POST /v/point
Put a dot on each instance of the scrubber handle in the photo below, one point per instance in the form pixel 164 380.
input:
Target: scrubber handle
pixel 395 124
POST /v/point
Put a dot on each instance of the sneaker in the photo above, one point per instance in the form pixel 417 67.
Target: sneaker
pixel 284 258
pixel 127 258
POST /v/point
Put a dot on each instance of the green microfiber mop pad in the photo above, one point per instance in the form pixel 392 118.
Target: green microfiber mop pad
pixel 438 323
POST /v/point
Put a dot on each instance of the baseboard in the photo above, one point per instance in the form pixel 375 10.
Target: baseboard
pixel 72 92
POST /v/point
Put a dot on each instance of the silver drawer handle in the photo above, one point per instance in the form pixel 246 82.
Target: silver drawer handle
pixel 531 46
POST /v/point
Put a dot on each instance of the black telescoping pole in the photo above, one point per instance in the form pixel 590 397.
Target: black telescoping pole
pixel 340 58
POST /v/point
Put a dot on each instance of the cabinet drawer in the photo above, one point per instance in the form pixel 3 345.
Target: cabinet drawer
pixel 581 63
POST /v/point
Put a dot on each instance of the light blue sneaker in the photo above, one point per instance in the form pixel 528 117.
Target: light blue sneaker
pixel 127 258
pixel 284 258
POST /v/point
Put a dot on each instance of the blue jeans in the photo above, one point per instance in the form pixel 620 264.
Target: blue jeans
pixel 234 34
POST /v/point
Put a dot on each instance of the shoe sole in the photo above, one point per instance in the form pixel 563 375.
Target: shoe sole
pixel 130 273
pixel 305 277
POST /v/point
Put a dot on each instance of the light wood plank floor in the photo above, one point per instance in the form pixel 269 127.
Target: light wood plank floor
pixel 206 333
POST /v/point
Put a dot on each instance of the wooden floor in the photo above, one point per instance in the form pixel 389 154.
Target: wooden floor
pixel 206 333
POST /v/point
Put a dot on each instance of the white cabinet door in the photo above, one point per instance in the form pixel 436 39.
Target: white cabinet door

Prompt »
Lay out the entries above as a Markdown table with the columns No. and Line, starting with the first line of the entries and going on through the line with "pixel 438 323". Put each line in its own numbered row, and leave out blank lines.

The result »
| No. | Line |
|---|---|
| 1 | POST /v/point |
| 2 | Put a dot on each instance of the scrubber handle in the photo below, one point per instance in the form pixel 164 380. |
| 3 | input: |
| 4 | Target: scrubber handle |
| 5 | pixel 395 124 |
| 6 | POST /v/point |
| 7 | Put a dot on each instance of the sneaker in the photo above, one point per instance in the form pixel 417 67. |
| 8 | Target: sneaker |
| 9 | pixel 284 258 |
| 10 | pixel 127 258 |
| 11 | POST /v/point |
| 12 | Put a dot on each instance of the green microfiber mop pad in the photo above, one point per instance in the form pixel 392 118. |
| 13 | Target: green microfiber mop pad |
| 14 | pixel 438 323 |